** BEGIN Text shown **

Heaven and Hell testimonies Theory

When i was studying christianity as a new believer for the past 2/3 years ive watched a handfull of testimonies of NDE's, hell and heaven testimonies, visions, all that stuff.

Now i didnt watch thousands but the i guess hundred of ones i did all roughly described the same things. It had patterns and a certain order how they happened.

And all the heaven and NDE (near death experiences) were so beautiful and made sense to me and also sounded biblical as in seeing a city out of gold, water as clear as crystal, all that sort of stuff. People meeting Jesus in dreams and visions, everyone swears it was real and i couldnt not agree because it made sense how they talked about it.

But heres the problem. The hell testimonies were beyond terrifying, gut wrenching, horrible and made me paralyzed in fear and did a lot of damage to me. But they still made sense to me because it sounded biblical, lake of fire, darkness, weeping like described in the english translated bibles.

Long story short i was so scared of hell and my family going there i basically became depressed, i barely ate anything for a week and lost 6 pounds, had no positive thing to look forward too, didnt want to do anything anymore.

Because of these testimonies, if the good (heaven) testimonies were real that means the bad (hell) testimonies had to be real too. Or they would both be fake.

But i dont belief the heaven testimonies were fake so that ment hell was just as real.

Now here is my theory and i want you guys opinion as well.

** END Text shown **
** BEGIN Dataset entries **

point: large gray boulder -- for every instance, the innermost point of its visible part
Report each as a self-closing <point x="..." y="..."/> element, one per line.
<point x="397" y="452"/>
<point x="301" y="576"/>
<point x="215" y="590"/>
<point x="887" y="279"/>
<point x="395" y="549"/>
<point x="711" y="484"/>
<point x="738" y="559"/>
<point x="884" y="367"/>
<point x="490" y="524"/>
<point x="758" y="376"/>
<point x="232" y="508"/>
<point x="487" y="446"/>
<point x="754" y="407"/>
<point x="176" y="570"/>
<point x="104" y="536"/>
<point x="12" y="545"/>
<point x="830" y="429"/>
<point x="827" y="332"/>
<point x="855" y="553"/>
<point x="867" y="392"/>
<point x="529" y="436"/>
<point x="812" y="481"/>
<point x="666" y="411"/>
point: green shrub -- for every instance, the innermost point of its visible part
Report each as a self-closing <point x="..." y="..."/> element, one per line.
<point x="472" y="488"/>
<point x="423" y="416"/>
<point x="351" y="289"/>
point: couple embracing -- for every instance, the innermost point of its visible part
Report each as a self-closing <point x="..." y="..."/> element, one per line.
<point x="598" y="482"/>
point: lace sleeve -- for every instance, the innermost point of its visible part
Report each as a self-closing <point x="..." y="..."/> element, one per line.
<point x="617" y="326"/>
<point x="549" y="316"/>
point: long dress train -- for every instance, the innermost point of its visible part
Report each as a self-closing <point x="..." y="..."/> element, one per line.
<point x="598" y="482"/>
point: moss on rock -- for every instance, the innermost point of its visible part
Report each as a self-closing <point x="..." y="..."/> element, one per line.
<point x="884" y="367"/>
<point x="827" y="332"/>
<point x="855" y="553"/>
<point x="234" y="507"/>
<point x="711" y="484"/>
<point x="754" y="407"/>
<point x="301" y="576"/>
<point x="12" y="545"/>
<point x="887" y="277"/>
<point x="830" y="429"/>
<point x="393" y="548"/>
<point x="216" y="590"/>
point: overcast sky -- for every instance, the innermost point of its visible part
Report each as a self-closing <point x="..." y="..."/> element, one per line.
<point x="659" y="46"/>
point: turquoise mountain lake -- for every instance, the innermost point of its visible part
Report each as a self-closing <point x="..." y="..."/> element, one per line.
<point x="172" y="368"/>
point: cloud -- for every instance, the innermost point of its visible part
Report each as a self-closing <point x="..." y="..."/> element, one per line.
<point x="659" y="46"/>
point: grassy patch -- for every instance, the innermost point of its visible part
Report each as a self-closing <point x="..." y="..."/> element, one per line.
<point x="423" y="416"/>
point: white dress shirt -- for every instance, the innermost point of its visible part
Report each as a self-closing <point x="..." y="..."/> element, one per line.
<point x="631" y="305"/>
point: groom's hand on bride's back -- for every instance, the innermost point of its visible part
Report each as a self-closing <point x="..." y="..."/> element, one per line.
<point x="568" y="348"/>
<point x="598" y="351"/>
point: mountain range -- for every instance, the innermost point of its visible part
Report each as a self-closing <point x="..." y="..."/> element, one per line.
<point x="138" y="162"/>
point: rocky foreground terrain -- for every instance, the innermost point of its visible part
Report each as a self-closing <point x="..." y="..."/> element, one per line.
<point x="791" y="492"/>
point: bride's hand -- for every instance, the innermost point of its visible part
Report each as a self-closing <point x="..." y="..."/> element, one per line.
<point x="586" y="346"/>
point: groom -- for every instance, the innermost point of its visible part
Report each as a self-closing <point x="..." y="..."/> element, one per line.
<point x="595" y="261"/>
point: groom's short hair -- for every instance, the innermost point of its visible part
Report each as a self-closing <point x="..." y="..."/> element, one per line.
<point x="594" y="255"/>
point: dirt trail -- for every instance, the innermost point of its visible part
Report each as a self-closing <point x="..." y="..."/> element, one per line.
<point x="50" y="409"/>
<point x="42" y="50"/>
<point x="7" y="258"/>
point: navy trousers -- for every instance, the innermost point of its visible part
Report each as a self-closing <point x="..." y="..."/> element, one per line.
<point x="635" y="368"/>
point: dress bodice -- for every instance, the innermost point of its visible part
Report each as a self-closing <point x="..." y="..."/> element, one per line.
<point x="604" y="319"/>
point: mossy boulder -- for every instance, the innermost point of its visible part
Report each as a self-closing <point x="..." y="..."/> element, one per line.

** END Dataset entries **

-- The task --
Decide whether each statement below agrees with the post on heaven and hell testimonies. For each, answer yes or no and quote the words of the post that settle it.
1. The writer watched thousands of testimonies.
2. The writer lost 6 pounds while barely eating for a week.
3. The writer considers the heaven testimonies fake.

-- Result for this task --
1. No: "Now i didnt watch thousands"
2. Yes: "i barely ate anything for a week and lost 6 pounds"
3. No: "But i dont belief the heaven testimonies were fake"